**** Records for this task ****

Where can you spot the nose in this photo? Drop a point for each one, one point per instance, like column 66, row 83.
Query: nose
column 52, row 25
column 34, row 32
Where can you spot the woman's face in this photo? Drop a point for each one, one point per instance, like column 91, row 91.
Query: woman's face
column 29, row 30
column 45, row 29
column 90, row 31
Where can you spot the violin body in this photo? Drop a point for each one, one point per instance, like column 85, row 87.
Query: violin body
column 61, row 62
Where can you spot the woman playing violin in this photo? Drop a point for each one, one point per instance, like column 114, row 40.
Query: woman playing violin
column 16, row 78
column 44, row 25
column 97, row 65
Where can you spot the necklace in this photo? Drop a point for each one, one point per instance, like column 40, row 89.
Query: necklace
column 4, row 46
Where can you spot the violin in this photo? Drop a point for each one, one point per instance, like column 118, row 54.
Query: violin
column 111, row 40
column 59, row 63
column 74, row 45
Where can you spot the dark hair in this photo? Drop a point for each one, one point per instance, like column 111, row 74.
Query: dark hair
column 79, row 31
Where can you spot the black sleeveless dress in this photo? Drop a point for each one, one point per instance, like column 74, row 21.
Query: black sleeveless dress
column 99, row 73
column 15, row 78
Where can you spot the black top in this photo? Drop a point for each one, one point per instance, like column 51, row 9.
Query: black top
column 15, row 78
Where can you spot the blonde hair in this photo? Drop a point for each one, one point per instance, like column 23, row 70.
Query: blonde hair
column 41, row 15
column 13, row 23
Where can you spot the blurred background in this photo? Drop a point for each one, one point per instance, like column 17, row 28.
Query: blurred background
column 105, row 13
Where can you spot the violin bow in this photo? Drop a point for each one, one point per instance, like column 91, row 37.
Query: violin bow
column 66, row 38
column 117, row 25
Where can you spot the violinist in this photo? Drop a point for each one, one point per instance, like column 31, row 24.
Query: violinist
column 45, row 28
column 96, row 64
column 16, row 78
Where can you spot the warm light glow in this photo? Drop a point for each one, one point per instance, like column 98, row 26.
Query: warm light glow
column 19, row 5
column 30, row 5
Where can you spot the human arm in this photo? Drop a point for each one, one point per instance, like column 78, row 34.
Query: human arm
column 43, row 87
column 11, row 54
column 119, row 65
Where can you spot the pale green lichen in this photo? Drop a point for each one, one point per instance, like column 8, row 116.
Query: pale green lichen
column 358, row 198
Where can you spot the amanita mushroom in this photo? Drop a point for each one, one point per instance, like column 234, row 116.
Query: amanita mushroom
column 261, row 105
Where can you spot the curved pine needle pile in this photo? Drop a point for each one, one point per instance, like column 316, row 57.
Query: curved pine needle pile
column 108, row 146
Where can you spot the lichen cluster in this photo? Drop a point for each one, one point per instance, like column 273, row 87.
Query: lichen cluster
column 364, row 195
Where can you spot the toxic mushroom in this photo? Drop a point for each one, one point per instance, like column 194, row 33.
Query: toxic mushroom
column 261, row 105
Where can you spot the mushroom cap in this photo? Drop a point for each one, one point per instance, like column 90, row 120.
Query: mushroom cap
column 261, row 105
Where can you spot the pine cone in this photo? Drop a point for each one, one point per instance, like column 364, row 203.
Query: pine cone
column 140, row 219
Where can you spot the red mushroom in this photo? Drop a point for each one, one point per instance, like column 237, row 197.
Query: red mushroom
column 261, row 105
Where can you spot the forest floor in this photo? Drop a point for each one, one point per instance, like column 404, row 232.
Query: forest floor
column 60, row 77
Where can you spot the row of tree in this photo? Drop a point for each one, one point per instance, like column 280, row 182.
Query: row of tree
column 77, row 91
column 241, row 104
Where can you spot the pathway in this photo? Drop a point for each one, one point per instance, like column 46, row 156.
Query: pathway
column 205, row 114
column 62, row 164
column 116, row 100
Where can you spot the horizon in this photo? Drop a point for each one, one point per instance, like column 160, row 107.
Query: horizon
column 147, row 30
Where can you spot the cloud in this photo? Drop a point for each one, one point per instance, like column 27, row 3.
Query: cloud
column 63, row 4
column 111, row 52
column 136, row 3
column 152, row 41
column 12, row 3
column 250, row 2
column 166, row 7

****

__What is being asked__: Nothing but an exact copy of the lines from the start of the entries through the line containing "Where can you spot the violin body" belongs in the response.

__Output of the exercise__:
Where can you spot the nose in this photo? Drop a point for each one, one point per instance, like column 66, row 83.
Query: nose
column 52, row 25
column 34, row 32
Where can you spot the woman's face in this photo? Drop a point for each one, one point per instance, like column 91, row 91.
Query: woman's face
column 29, row 30
column 45, row 29
column 90, row 31
Where can you spot the violin body in this photo? Drop a point for each one, one point per instance, like column 85, row 87.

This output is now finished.